__WHAT THIS TASK INVOLVES__.
Please work out how many of the lines below include "stack". Only the number should be given.

[Excerpts from a dataset]
___

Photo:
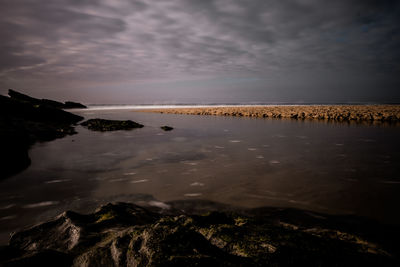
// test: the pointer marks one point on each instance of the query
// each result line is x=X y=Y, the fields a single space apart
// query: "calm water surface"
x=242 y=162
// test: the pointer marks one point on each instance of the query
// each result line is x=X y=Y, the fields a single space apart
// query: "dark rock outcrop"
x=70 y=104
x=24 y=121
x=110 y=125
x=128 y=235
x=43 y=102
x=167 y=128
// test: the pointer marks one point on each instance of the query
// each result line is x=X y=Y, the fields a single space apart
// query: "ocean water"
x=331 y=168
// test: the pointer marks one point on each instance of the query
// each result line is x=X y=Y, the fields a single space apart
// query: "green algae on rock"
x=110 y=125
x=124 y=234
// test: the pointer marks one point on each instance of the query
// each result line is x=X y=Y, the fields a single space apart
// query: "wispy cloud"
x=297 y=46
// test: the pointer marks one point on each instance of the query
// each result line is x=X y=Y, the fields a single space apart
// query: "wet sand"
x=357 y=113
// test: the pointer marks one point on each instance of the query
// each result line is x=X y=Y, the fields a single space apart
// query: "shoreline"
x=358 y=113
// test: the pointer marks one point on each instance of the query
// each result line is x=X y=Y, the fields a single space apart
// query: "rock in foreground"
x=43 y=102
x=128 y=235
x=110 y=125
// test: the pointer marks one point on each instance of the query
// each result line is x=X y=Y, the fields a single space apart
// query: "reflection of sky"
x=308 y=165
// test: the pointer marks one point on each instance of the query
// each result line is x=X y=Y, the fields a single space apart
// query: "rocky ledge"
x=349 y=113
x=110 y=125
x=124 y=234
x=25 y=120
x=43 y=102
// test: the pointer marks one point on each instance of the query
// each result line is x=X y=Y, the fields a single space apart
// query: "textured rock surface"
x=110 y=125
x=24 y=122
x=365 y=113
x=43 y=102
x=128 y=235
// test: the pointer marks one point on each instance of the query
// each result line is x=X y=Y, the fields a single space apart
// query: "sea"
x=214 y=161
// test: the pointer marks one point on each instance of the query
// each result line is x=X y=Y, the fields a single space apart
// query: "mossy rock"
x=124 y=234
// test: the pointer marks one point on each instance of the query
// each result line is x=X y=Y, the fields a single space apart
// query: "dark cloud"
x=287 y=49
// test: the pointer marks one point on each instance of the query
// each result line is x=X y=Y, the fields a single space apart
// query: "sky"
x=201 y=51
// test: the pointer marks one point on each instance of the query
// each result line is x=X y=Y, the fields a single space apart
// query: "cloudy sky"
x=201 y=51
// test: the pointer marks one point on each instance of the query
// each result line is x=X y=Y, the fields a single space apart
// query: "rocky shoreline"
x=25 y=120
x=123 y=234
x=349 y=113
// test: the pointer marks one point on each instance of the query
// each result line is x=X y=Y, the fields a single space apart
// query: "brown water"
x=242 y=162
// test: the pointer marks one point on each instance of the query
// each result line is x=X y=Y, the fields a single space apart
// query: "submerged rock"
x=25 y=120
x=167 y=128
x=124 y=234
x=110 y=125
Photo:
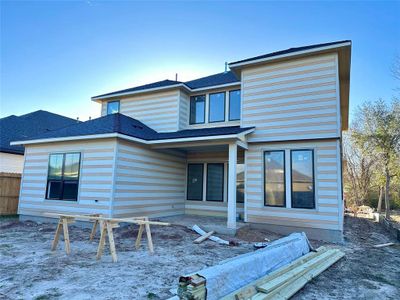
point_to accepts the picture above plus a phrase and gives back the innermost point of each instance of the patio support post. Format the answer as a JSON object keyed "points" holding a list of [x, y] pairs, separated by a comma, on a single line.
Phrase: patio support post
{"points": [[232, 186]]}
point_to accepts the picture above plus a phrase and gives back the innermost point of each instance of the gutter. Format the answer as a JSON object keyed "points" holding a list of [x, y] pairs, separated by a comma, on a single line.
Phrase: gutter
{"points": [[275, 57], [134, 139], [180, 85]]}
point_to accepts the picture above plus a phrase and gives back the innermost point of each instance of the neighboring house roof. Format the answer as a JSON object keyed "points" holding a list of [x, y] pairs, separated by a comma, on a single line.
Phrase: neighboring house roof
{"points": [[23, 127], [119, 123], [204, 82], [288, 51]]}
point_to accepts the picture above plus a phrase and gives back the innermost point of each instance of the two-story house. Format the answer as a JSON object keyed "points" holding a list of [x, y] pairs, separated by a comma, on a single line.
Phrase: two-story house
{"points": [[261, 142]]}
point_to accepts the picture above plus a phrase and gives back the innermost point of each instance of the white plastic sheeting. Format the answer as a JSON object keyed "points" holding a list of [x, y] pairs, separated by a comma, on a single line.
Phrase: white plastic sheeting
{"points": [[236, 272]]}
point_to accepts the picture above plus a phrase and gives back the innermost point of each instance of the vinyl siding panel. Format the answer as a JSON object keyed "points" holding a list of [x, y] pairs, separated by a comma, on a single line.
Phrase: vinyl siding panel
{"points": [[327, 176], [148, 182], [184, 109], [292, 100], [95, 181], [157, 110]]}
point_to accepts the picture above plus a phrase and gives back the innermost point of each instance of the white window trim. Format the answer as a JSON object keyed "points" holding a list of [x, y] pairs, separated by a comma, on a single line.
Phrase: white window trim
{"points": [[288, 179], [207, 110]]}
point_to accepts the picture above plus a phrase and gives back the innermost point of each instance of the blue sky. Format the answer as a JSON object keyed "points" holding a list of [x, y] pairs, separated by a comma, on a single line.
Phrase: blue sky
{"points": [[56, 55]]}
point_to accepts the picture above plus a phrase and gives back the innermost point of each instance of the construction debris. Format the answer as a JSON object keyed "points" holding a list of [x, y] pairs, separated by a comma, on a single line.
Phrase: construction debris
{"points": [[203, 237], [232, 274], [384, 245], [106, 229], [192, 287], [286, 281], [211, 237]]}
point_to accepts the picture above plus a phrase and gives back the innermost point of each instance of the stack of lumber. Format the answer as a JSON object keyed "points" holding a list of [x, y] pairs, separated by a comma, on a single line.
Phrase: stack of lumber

___

__RESPONSE TO THIS TASK__.
2